• **Consigne 1**
D'après l'extrait ci-dessous, qui raconte l'histoire de la série Kaos ?

• **Extrait**

'''

Archives par mot-clé : Mythologie moderne

Kaos, de Charlie Covell

Série télé sortie en 2024. L’histoire se passe dans un monde où les dieux de l’Olympe existent, et sont toujours vénérés de nos jours. L’histoire, racontée par Prométhée qui est à la fois protagoniste et narrateur omniscient, met en scène le début de la révolte des Humains contre ce panthéon, et particulièrement contre Zeus, dont la paranoïa le conduit à vouloir faire s’abattre des catastrophes naturelles sur l’Humanité pour les forcer à l’adoration.

Ca commence très bien, le côté mythologie modernisée fonctionne, Jeff Goldblum est très bon en tant que tyran domestiques aux capacités divines, mais ça s’essouffle un peu à partir de la moitié de la série. L’Olympe fait quand même très vide, avec une famille divine réduite à 6 personnes – même si les autres dieux et déesses sont évoqués on ne les voit jamais – et à part Zeus, ceux qu’on voit ne font pas grand chose de divin… De la même façon, le monde se réduit à la Crète, et même à sa capitale d’Heraklion, le reste n’est jamais évoqué. Il aurait fallu plus de dieux, moins de scènes filler dans les Enfers, et une ligne narrative + inspirante que celle d’Orphée (même si le twist dessus est intéressant). Ah et un point tout à fait mineur mais qui m’a personnellement agacé, c’est les petits bouts de latin. Oui ça fait antique, mais il s’avère que la langue grecque existe ? Et que c’est plus cohérent avec le panthéon grec et une histoire située en Crète ?

Bref, un gros potentiel pas totalement réalisé (+ une saison qui n’est que la moitié d’une histoire qui devrait se continuer dans la saison 2), mais si vous aimez de base la mythologie (et/ou Jeff Goldblum), vous apprécierez la série.

Circe, de Madeline Miller

Grosse recommandation. Madeline Miller écrit du point de vue de Circe ce que fut son existence, depuis sa naissance dans le palais d’Helios, le Titan du soleil, jusqu’à la conclusion des ramifications de l’année qu’Ulysse a passée avec elle. Ça explique ce qu’elle fait sur l’île d’Aiaia, parle de sa relation aux autres membres de sa famille, évoque un certain nombre de figures mythologiques, et je n’en dis pas plus pour ne rien divulgâcher. C’est bien écrit, féministe, intéressant, ça donne un point de vue original sur la mythologie grecque. Je vais aller me procurer The Song of Achilles, son autre livre.

'''

• **Consigne 2**
Sélectionnez dans les enregistrements ci-dessous chaque ligne contenant le mot « trousers ».

• **Données sources**
'''

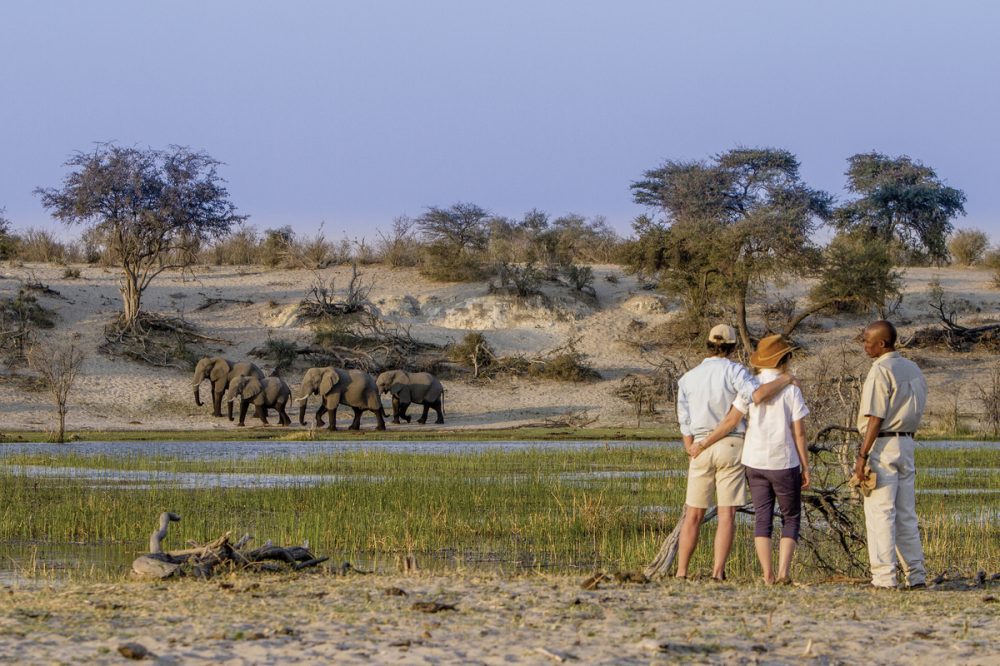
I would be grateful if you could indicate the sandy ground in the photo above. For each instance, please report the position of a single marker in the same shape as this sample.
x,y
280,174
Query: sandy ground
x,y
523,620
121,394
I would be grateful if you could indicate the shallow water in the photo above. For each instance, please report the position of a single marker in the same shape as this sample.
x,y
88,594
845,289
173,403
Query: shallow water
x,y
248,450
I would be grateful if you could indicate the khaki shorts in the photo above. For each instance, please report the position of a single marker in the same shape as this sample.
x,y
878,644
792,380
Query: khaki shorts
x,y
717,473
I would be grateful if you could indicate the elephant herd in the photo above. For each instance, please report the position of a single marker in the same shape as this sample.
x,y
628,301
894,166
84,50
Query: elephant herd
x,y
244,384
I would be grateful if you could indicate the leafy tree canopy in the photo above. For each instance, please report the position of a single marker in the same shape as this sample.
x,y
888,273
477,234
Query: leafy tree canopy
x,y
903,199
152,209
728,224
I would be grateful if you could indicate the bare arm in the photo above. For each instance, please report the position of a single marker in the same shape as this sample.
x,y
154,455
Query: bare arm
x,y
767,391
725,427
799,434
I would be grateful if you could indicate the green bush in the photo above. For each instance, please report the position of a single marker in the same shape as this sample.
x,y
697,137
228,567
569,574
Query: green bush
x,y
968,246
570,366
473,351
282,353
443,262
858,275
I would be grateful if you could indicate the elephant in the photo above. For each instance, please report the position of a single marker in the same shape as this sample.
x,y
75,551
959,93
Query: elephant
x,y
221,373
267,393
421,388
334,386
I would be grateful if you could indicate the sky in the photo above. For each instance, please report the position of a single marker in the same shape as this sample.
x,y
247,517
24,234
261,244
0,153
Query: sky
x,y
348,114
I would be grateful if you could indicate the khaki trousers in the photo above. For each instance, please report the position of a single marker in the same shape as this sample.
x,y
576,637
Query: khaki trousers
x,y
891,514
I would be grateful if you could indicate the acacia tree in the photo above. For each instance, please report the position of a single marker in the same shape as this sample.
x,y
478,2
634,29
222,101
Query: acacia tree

'''

• **Réponse rédigée 1**
L'histoire est racontée par Prométhée, à la fois protagoniste et narrateur omniscient.

• **Réponse rédigée 2**
I would be grateful if you could indicate the khaki trousers in the photo above. For each instance, please report the position of a single marker in the same shape as this sample.
Query: khaki trousers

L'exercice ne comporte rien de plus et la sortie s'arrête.